# ISO help making applesauce



## Mrscappo (Feb 10, 2012)

How do you make applesauce, that which is called for in recipes and which I presume comes from a can?


----------



## Katie H (Feb 10, 2012)

Basic applesauce is relatively easily made by simmering peeled and cored apples with an amount of sugar and water.  The amount of sugar will depend on how sweet you like your applesauce and how sweet the apples are that are used to make the sauce.  Very little water is necessary but helpful.  Sometimes I add a small quantity of freshly-squeezed lemon juice to the applesauce to give it another flavor element.


----------



## HistoricFoodie (Feb 10, 2012)

If you have a food mill, peeling and coring isn't even needed.

Cut the apples into chunks. Set over low heat, adding a little water or, even better, apple juice. Cook, covered, stirring to keep from sticking, until apples are tender. Pass them through the food mill, returning them to the pot. Cook until the desired consistency is reached, adding sugar to taste.

If you don't have a food mill, follow Katie's directions.

Once you have the pulp you can go in several directions. Just leave it as plain apple sauce. Flavor with other things, like cinnamon or mint. Or, using more sugar, boil it down to apple butter.


----------



## Addie (Feb 10, 2012)

You just have to remember to use eating apple as to cooking apples. The eating apples break down easier. Whereas cooking apples don't and will take longer to turn into applesauce. Cooking apples like Cortland, Granny Smith are meant for pies, apple dumplings, etc.


----------



## Aunt Bea (Feb 10, 2012)

I use Katie's method.

I put only enough water to cover the bottom of the pan.  I add a dash of salt and a little nutmeg.  I also go easy on the sugar.  I cook it covered and give it a stir every so often.  Keep an eye on it or it may scorch!  I cannot get a good idea of the taste until the applesauce has chilled then I adjust the sugar and spices.  I usually use Macintosh apples, because that is what I have!


----------



## Dawgluver (Feb 10, 2012)

I do mine in the crockpot, on low.  Cut up cored apples, peeled or not, some sugar, honey, or whatever sweetener, or not, and a bit of water or apple juice.

---------------

_Tasks to perform_:
1. Answer these questions about the applesauce thread:
(a) According to HistoricFoodie, what tool makes peeling and coring unnecessary?
(b) Which apples does Aunt Bea usually use?
(c) In what appliance, and at what setting, does Dawgluver cook applesauce?
2. Print the lines of the records starting at the one that contains "105, row 40." and ending at the last line of the records, both included.
The records have no connection to the thread above.

---------------

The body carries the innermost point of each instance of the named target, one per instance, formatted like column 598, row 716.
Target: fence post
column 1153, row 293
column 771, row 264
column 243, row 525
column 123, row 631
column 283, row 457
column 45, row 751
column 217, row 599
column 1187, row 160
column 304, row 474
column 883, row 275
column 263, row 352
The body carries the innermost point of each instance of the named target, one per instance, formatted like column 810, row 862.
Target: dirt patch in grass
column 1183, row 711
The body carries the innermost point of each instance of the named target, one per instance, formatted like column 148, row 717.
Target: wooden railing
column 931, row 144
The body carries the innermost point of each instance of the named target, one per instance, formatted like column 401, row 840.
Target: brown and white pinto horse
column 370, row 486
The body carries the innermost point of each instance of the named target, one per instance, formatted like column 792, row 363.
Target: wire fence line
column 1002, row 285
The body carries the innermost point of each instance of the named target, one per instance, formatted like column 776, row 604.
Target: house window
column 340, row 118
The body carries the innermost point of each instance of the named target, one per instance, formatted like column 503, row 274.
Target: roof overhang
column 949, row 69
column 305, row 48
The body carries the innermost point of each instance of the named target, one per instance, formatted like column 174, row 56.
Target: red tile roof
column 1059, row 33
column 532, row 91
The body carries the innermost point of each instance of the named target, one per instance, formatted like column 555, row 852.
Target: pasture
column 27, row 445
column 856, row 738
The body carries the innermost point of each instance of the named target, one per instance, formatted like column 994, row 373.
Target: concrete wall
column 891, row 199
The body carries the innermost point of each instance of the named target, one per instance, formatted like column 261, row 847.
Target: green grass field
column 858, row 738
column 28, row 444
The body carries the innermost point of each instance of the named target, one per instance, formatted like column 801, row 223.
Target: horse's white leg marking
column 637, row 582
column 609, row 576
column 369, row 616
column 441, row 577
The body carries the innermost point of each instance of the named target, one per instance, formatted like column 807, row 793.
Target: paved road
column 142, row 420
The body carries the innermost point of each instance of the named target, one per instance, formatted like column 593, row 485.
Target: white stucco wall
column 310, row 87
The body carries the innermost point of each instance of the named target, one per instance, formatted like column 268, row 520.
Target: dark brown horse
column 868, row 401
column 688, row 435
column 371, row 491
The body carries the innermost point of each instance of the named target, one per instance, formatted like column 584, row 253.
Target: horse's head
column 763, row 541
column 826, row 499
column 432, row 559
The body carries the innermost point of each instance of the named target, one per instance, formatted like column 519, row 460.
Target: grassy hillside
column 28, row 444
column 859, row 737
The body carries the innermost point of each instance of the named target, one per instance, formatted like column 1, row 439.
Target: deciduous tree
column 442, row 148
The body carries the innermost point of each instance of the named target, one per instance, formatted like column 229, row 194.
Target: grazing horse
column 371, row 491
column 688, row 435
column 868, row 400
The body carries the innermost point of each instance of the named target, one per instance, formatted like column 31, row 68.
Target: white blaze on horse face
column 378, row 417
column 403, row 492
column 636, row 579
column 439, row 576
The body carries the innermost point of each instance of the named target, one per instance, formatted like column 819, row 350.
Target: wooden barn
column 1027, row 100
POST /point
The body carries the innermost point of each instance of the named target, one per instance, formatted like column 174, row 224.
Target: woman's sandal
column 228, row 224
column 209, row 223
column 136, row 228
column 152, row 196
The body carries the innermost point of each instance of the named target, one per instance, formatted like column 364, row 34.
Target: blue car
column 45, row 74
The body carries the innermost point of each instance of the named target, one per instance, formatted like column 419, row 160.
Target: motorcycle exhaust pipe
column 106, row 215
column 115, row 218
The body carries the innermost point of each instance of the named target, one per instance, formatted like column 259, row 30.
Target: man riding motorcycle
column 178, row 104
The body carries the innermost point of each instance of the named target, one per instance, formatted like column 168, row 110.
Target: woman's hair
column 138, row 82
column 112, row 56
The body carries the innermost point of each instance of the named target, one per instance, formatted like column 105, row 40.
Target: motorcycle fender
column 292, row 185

---------------

_Responses_:
1.
(a) A food mill.
(b) Macintosh apples.
(c) In the crockpot, on low.

2.
The body carries the innermost point of each instance of the named target, one per instance, formatted like column 105, row 40.
Target: motorcycle fender
column 292, row 185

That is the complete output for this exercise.